• **Your assignment**
Repeat every record word for word and omit the images.

• **Records for the task**

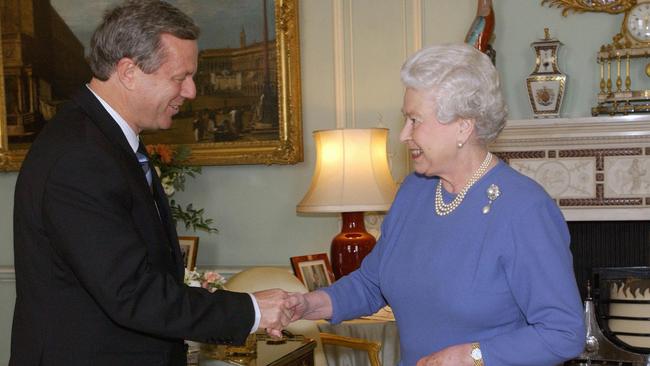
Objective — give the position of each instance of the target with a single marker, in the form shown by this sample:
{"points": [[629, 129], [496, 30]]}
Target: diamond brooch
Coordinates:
{"points": [[493, 193]]}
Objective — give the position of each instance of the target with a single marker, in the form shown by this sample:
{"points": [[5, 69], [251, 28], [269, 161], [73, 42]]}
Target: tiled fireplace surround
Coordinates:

• **Reply to the exercise**
Objective — give the position of each instance of the target with a single marker, in the form shown by this sample:
{"points": [[629, 129], [496, 30]]}
Target: diamond brooch
Coordinates:
{"points": [[493, 193]]}
Objective — give the position of each instance of the target with a single marker, in the form shown by this sample:
{"points": [[5, 69], [251, 28], [269, 161], [73, 42]]}
Target: tiled fireplace surround
Coordinates:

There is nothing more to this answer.